* Stated problem *
Reproduce only the lines that run from the line with "wheel in this photo." to the last line of the material, both ends included, exactly as they appear.

* Data extract *
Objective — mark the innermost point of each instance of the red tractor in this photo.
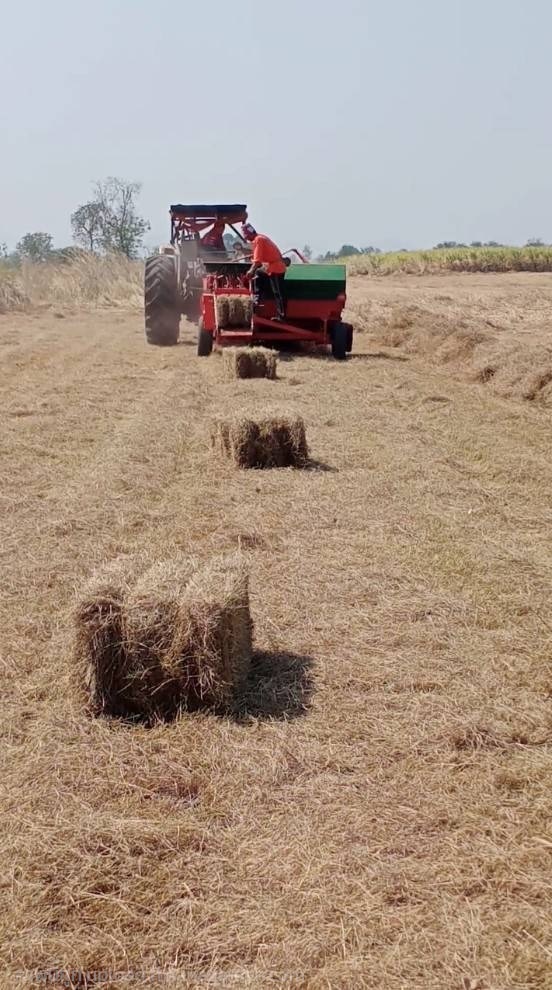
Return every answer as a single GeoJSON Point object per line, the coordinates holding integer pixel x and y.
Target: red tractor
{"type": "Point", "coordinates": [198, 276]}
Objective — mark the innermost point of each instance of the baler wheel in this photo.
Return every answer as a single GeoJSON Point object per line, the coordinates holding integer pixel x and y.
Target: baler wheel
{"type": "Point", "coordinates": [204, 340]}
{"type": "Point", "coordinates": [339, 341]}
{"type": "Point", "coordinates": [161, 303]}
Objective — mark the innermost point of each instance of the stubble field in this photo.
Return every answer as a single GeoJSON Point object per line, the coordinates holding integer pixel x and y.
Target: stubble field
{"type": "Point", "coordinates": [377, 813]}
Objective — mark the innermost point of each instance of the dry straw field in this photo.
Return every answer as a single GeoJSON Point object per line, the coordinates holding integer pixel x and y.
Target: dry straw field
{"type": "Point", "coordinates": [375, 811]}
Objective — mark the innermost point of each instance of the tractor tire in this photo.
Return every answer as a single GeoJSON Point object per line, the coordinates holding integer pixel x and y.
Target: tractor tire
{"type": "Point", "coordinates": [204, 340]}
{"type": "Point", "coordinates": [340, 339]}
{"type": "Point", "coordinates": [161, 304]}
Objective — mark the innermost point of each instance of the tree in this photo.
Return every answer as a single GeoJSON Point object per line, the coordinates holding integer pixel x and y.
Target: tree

* Written solution *
Objective — mark the innermost point of each instance of the baler wheel in this photo.
Return every answer as a single GeoJSON Point object per line, the coordinates holding integer pixel x and y.
Target: baler wheel
{"type": "Point", "coordinates": [204, 340]}
{"type": "Point", "coordinates": [339, 341]}
{"type": "Point", "coordinates": [161, 303]}
Objective — mark the innermost point of each instance of the stubble field in this photo.
Return every answer as a single GeoJSON Point object per line, the coordinates holding integer pixel x and y.
Target: stubble field
{"type": "Point", "coordinates": [377, 813]}
Objective — mark the innermost point of each instance of the dry straw field in this photo.
Return every answer as a single GeoJSON Point object per line, the coordinates holding integer pixel x and y.
Target: dry straw field
{"type": "Point", "coordinates": [375, 811]}
Objective — mark the innermost point of each instance of the tractor tire in this photo.
Return every answer as a single GeoJSON Point object per line, the coordinates holding integer pixel x and y.
Target: tractor tire
{"type": "Point", "coordinates": [204, 340]}
{"type": "Point", "coordinates": [340, 339]}
{"type": "Point", "coordinates": [161, 304]}
Objective — mark the innermost point of each instance of the tree in this photo.
Return every answer as a single GeoJSON Point object per line, the coordinates holding integer pixel x and y.
Target: tree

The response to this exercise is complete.